Collection entries
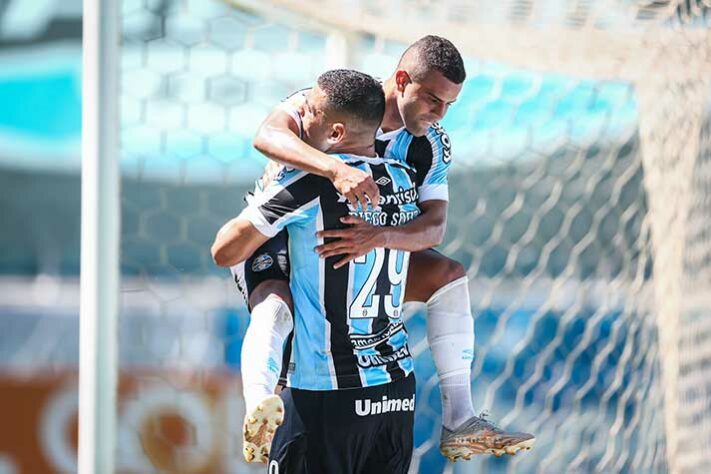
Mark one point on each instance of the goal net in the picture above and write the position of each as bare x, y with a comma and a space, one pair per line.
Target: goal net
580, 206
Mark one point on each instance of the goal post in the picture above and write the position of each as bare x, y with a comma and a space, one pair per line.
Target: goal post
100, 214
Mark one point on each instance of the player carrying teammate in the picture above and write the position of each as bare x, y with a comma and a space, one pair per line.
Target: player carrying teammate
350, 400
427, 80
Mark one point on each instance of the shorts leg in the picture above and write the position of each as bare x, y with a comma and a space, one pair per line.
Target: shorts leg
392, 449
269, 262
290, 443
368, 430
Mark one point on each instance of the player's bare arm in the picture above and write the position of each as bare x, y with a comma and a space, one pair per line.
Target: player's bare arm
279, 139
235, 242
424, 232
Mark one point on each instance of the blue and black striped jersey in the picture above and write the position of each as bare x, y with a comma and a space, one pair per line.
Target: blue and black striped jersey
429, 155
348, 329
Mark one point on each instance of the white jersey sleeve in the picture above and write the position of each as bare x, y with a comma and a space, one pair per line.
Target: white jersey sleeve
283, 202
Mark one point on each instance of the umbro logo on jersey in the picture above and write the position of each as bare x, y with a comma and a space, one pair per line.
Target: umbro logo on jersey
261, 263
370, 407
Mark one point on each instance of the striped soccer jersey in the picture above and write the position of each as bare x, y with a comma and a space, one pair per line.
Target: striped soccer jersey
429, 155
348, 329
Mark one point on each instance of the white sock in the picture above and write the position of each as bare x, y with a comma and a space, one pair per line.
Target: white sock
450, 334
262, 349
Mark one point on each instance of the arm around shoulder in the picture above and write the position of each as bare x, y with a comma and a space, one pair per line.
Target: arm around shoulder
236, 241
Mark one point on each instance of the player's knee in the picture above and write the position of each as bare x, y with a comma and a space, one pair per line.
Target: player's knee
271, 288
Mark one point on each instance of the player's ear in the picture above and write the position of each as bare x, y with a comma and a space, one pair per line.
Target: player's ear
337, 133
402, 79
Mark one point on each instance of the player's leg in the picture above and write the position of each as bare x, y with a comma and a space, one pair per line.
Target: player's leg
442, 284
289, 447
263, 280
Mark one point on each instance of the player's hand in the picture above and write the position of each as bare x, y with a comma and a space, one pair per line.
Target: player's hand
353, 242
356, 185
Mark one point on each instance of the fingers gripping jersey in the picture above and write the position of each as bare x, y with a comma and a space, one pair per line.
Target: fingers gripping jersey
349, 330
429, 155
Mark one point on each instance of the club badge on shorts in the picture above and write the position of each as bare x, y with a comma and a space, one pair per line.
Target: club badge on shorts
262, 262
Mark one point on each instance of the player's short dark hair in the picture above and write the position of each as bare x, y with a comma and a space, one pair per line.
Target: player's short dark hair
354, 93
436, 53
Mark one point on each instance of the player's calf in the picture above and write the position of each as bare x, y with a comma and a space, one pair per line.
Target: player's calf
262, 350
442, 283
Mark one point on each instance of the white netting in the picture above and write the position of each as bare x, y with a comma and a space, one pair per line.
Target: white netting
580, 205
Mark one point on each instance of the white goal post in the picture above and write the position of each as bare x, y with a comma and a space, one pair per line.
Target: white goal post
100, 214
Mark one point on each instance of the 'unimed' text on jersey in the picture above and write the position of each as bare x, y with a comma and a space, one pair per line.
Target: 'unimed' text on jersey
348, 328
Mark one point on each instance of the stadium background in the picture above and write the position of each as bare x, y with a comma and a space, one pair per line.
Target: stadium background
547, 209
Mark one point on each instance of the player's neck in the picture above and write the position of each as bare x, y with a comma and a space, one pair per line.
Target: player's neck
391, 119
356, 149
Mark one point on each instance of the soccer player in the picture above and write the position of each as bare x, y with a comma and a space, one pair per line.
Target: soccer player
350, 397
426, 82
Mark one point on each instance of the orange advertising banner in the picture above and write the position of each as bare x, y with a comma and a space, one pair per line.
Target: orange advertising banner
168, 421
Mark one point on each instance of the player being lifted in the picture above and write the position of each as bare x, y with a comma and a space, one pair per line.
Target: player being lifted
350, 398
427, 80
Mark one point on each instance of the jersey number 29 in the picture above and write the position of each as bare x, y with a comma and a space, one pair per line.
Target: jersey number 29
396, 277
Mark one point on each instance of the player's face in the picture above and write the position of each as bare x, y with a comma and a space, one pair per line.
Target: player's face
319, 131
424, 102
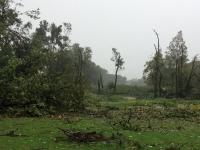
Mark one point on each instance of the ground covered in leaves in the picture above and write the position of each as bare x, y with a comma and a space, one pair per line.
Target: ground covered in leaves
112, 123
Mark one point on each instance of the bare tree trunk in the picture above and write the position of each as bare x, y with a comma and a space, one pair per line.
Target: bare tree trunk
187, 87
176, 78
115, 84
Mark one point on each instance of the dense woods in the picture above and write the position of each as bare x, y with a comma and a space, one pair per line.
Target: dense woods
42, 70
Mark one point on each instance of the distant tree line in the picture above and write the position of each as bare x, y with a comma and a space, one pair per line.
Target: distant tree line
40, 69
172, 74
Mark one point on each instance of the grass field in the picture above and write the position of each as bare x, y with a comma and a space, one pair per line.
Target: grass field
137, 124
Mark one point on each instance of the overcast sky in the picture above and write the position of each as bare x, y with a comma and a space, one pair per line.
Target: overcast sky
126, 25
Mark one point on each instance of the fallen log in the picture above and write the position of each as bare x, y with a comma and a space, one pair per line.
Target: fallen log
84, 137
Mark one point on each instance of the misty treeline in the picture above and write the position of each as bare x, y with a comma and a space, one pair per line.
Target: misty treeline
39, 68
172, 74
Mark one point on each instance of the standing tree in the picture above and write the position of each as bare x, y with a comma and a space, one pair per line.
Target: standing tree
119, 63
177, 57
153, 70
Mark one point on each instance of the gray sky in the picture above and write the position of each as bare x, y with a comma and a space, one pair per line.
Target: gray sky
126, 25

* * *

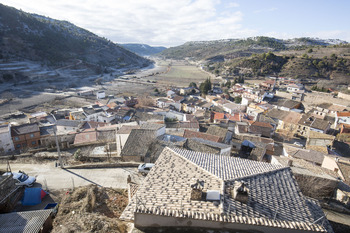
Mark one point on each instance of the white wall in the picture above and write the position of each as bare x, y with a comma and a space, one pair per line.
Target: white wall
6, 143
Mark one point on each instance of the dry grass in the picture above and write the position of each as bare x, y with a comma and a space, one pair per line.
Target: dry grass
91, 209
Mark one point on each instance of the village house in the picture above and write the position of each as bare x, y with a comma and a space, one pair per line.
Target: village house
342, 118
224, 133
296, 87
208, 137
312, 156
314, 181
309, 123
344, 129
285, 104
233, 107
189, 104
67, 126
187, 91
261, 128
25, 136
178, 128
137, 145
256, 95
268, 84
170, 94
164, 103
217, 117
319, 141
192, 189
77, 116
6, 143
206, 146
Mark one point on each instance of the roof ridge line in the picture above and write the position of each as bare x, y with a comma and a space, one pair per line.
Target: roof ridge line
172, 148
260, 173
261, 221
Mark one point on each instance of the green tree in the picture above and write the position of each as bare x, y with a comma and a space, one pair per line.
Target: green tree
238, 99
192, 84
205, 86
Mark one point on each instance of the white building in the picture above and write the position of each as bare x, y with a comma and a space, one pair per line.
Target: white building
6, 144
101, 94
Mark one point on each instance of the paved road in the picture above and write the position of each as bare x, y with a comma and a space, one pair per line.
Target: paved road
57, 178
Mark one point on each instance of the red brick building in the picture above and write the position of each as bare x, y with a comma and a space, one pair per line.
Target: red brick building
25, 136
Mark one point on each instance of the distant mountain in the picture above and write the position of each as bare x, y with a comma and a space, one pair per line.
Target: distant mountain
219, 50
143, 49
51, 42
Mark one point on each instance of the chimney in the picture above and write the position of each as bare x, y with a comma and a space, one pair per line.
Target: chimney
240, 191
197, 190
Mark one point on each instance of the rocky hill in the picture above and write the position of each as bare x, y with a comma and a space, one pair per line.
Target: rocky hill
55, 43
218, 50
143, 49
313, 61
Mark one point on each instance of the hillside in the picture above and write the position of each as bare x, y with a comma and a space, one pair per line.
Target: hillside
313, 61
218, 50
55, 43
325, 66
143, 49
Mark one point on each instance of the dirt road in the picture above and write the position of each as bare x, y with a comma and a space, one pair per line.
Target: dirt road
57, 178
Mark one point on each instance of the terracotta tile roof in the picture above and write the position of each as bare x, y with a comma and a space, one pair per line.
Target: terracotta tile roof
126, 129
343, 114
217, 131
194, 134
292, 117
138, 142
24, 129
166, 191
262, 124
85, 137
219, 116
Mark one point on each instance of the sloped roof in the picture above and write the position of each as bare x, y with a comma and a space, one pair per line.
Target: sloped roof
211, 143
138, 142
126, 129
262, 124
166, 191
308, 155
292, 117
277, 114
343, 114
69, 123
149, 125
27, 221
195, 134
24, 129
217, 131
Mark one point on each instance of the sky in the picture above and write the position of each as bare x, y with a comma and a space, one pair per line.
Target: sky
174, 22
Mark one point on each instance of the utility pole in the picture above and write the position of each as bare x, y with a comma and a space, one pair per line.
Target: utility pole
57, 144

WORK TO BE COMPLETED - Pull out every line of the material above that contains the string "badge". Letter case counts.

OUTPUT FOR THIS TASK -
Mark one point on each instance of the club badge on shorts in the picture above and write the position of each as bare x, y with a comma and a space, one pair per line.
Target: club badge on shorts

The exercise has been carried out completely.